Document text:
○ ○ ○ ○ ○

Misunderstanding the Link Between Bipolar and Creativity
by C.H. (Bloomington, IN, USA)
It has been well established by now that there is a link between bipolar disorder and creativity. This link is not understood at the neurological level, but is evident at the behavioral level, where wild mood swings characterize the so-called artist’s temperament.
Bipolar has received considerable attention in pop culture due to this strong connection and has inspired books such as Kay Redfield Jamison’s “Touched with Fire”. While putting emphasis on the creative benefits of bipolar disorder is good because it presents the illness as a gift as well as an illness, such emphasis can also lead to a dangerous misunderstanding. If someone with bipolar believes themselves to be dependent on their mood swings to do creative work they might not seek out help, leading to potentially disastrous consequences.
It is important that people with bipolar understand there is treatment available which stabilizes the moods without sacrificing any of the creative ability. The more emphasis there is placed on the gift itself, instead of the relationship between the gift and the illness, the better.
Whenever there is a strong correlation between two behavioral traits, in this case mood swings and creativity, there is a strong tendency to assume a causal relationship between them. That is, many people will assume that the wild mood swings are necessary for creative work. There is no reason, however, to assume that this relationship is causal. It could just as easily be that both the mood swings and the creativity are parts of a bigger package and that treating the mood swings does not erase the creativity.
Furthermore, the mental and physical exhaustion that goes along with a sustained and untreated manic episode makes it nearly impossible to produce good work, even if you are having a lot of great ideas.

○ ○ ○ ○ ○

Extracted material:
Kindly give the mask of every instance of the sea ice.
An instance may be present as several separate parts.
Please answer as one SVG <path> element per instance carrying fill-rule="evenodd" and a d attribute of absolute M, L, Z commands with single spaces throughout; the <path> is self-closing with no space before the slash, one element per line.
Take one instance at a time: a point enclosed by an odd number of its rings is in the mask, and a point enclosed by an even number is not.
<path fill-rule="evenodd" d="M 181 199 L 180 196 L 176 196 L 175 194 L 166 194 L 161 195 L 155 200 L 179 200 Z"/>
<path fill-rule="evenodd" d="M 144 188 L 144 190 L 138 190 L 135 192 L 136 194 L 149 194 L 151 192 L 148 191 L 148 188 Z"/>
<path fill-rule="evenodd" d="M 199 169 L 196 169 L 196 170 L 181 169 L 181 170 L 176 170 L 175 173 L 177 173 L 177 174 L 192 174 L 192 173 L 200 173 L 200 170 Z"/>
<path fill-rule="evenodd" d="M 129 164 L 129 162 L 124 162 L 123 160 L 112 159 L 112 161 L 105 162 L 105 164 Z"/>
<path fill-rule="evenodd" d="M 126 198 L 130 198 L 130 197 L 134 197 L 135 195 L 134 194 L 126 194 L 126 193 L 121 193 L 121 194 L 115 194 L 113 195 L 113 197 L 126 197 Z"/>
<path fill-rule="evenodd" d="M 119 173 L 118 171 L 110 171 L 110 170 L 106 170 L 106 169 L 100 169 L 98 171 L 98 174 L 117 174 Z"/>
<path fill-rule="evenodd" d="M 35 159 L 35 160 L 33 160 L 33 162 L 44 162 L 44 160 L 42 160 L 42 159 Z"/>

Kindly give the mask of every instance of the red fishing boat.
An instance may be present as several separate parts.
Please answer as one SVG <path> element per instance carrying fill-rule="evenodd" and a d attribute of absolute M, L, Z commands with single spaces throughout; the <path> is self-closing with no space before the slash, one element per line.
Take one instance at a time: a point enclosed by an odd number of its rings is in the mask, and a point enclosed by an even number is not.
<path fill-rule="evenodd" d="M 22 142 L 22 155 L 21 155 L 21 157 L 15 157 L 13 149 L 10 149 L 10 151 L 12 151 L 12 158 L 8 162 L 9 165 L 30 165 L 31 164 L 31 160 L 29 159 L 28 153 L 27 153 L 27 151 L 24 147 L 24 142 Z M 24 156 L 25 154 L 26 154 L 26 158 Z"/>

○ ○ ○ ○ ○

List of tasks:
(a) Which book does the essay on bipolar disorder and creativity name as one inspired by that link?
(b) Please carry on the essay on bipolar disorder and creativity, starting after its last sentence.

Replies:
(a) Kay Redfield Jamison's "Touched with Fire."

(b)
I know from experience that pushing my up moods too far doesn’t lead to greater accomplishment. For a long time, however, I believed the opposite. I read lots of biographies about great artists and physicists and thought that I had to be just as depressed as them, or just as crazy as them, if I wanted to do anything great myself. This belief led me to resist treatment and push my own moods to extremes until I eventually ended up in the hospital. Now that I am seeking a balanced life, using medication as part of my strategy, I have noticed an increase in productivity without a corresponding loss in creativity.
Before seeking treatment, there existed an enormous gap between the grandiose plans in my head and what I was actually accomplishing in reality. Now that I recognize my mood swings to be a deterrent to my productivity, I am slowly closing the gap.
Because many people with bipolar disorder are gifted, it is important for them to realize that they can accomplish the most if they are healthy. Lana Castle, in her book “Finding your Bipolar Muse”, argues just this. She does not dispute the link between bipolar and creativity, she just reframes it in such a way that does not glorify the depressed poet or the mad scientist.
By putting emphasis on the gift, rather than the illness, one may learn to suppress the illness while honoring the gift. The fact that this can be done, even with the use of medication, is something that I wish had been explained to me by my psychiatrist a long time ago.